**THE TASK**
Exact reproduction is required for all entries.

--- GIVEN ENTRIES Enclosed Below ---

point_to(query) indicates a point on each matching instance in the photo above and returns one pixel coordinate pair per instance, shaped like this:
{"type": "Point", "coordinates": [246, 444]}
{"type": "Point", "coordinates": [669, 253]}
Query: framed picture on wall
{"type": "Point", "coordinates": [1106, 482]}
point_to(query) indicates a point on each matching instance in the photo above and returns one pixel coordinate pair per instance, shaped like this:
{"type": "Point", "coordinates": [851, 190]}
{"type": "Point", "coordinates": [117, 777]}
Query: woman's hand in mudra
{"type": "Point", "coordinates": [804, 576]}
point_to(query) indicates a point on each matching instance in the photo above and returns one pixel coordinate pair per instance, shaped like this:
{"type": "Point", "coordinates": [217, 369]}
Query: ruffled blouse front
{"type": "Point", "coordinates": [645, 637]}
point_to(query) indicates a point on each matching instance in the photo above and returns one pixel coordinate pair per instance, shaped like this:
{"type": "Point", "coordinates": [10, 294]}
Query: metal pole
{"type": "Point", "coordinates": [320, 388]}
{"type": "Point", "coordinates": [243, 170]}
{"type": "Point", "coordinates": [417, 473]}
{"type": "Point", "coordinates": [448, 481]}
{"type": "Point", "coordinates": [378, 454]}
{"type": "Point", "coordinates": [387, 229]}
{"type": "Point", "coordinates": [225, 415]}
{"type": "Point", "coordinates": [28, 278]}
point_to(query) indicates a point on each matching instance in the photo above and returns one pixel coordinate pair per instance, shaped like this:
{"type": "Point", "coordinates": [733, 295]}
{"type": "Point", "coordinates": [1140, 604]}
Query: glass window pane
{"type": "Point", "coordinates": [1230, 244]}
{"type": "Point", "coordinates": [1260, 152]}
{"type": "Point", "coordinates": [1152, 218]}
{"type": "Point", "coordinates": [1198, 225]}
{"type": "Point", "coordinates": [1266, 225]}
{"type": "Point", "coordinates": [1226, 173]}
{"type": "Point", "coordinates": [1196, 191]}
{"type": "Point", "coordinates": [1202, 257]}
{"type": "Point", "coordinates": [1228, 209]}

--- End of Enclosed GIVEN ENTRIES ---

**ANSWER BOX**
point_to(query) indicates a point on each matching instance in the photo above and returns one pixel coordinate pair per instance, shaped like this:
{"type": "Point", "coordinates": [246, 444]}
{"type": "Point", "coordinates": [669, 253]}
Query: framed picture on wall
{"type": "Point", "coordinates": [1106, 482]}
point_to(query) indicates a point on each matching instance in the photo above and returns one pixel coordinate pair per instance, shaped like this:
{"type": "Point", "coordinates": [851, 190]}
{"type": "Point", "coordinates": [117, 777]}
Query: woman's hand in mudra
{"type": "Point", "coordinates": [804, 576]}
point_to(query) indicates a point on each matching instance in the photo above and returns one pixel coordinate pair per instance, shaped like this:
{"type": "Point", "coordinates": [217, 369]}
Query: ruffled blouse front
{"type": "Point", "coordinates": [645, 637]}
point_to(query) indicates a point on each matching instance in the photo above and returns one pixel coordinate pair per instance, shaped like this:
{"type": "Point", "coordinates": [10, 294]}
Query: metal pole
{"type": "Point", "coordinates": [320, 388]}
{"type": "Point", "coordinates": [243, 170]}
{"type": "Point", "coordinates": [417, 473]}
{"type": "Point", "coordinates": [448, 481]}
{"type": "Point", "coordinates": [378, 454]}
{"type": "Point", "coordinates": [387, 229]}
{"type": "Point", "coordinates": [225, 415]}
{"type": "Point", "coordinates": [28, 278]}
point_to(query) indicates a point on each matching instance in the photo above and returns one pixel coordinate pair per instance, shaped like this:
{"type": "Point", "coordinates": [733, 295]}
{"type": "Point", "coordinates": [1140, 604]}
Query: glass window pane
{"type": "Point", "coordinates": [1230, 244]}
{"type": "Point", "coordinates": [1260, 152]}
{"type": "Point", "coordinates": [1152, 218]}
{"type": "Point", "coordinates": [1198, 225]}
{"type": "Point", "coordinates": [1266, 225]}
{"type": "Point", "coordinates": [1226, 173]}
{"type": "Point", "coordinates": [1196, 191]}
{"type": "Point", "coordinates": [1202, 257]}
{"type": "Point", "coordinates": [1228, 209]}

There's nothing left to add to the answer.